[Given text]
================
Reviewed

Assessment complete; awaiting evidence revision.

Agent Architecture Review, Validation snapshot

Evaluated 10 May 2026 against the AI Design Blueprint doctrine

High Risk

Status: High Risk

30/100

Grade F

3 aligned7 production blockers2 high risk

Blueprint Readiness measures doctrine alignment, not runtime correctness. A production-ready verdict means the architecture embodies the 10 principles; it does not run your tests or types. Layer it on top of your test suite, not in place of it.

Per-principle verdicts

The submission is a substantial improvement over the prior single-shot payment loop: it introduces runs, tasks, explicit policy objects, task states, approval records, cancellation checks, and an audit ledger. However, the production trust boundary still fails for irreversible payments because approval authority is self-declared, the cron path auto-approves, key policy constraints are not enforced, state/alerts remain process-local, and the ledger is not tamper-evident.

Iteration history

1 prior run on this artifact. Each run_id opens its own readiness review.

Scores can move up or down between iterations: the validator's reasoning is not strictly deterministic, so the same artifact can score differently across runs. The per-principle deltas below show the substantive change.

When	Score	Tier	Run ID
10 May 2026 (this run)	30 / F	Draft	b8d61c00…
10 May 2026	0 / F	Draft	ac64d7d9…

Per-principle findings

10 principles evaluated. Verdict, severity, evidence and recommendation for each.
================
[Record extracts]
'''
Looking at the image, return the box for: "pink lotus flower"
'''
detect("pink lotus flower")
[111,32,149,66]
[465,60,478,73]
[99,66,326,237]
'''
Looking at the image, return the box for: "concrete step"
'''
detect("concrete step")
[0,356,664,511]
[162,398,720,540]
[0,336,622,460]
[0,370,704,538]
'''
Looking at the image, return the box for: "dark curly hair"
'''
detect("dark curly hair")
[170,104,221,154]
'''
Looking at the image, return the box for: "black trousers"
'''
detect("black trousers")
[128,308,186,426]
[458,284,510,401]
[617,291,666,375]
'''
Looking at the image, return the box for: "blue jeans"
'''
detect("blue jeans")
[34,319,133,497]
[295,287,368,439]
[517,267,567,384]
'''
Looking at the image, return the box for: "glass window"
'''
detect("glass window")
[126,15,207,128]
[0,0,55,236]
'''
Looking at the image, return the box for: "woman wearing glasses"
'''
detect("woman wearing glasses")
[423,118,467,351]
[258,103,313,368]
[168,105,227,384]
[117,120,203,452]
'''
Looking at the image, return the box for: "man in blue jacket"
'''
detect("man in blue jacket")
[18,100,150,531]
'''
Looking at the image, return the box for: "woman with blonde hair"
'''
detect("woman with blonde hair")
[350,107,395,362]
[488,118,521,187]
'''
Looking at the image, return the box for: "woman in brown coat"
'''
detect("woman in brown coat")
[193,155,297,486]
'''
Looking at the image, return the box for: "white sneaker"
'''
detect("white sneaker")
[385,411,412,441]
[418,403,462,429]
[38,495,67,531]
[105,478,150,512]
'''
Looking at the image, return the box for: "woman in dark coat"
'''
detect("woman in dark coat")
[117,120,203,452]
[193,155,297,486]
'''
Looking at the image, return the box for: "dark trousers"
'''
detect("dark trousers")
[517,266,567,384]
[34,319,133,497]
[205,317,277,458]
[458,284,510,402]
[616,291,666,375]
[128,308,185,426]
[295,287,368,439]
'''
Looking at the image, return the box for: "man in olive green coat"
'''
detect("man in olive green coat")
================
[Tasks to perform]
1. In the architecture review, swap "doctrine" for "framework" and give the passage starting with "Evaluated 10 May" and going on through "place of it.".
2. Turn the rows, starting with the first line of the rows and going on through the line with "[488,118,521,187]", into a numbered list with blank lines left out.
The architecture review and the rows are unrelated to each other.

[Answers per task]
1.
Evaluated 10 May 2026 against the AI Design Blueprint framework

High Risk

Status: High Risk

30/100

Grade F

3 aligned7 production blockers2 high risk

Blueprint Readiness measures framework alignment, not runtime correctness. A production-ready verdict means the architecture embodies the 10 principles; it does not run your tests or types. Layer it on top of your test suite, not in place of it.

2.
1. '''
2. Looking at the image, return the box for: "pink lotus flower"
3. '''
4. detect("pink lotus flower")
5. [111,32,149,66]
6. [465,60,478,73]
7. [99,66,326,237]
8. '''
9. Looking at the image, return the box for: "concrete step"
10. '''
11. detect("concrete step")
12. [0,356,664,511]
13. [162,398,720,540]
14. [0,336,622,460]
15. [0,370,704,538]
16. '''
17. Looking at the image, return the box for: "dark curly hair"
18. '''
19. detect("dark curly hair")
20. [170,104,221,154]
21. '''
22. Looking at the image, return the box for: "black trousers"
23. '''
24. detect("black trousers")
25. [128,308,186,426]
26. [458,284,510,401]
27. [617,291,666,375]
28. '''
29. Looking at the image, return the box for: "blue jeans"
30. '''
31. detect("blue jeans")
32. [34,319,133,497]
33. [295,287,368,439]
34. [517,267,567,384]
35. '''
36. Looking at the image, return the box for: "glass window"
37. '''
38. detect("glass window")
39. [126,15,207,128]
40. [0,0,55,236]
41. '''
42. Looking at the image, return the box for: "woman wearing glasses"
43. '''
44. detect("woman wearing glasses")
45. [423,118,467,351]
46. [258,103,313,368]
47. [168,105,227,384]
48. [117,120,203,452]
49. '''
50. Looking at the image, return the box for: "man in blue jacket"
51. '''
52. detect("man in blue jacket")
53. [18,100,150,531]
54. '''
55. Looking at the image, return the box for: "woman with blonde hair"
56. '''
57. detect("woman with blonde hair")
58. [350,107,395,362]
59. [488,118,521,187]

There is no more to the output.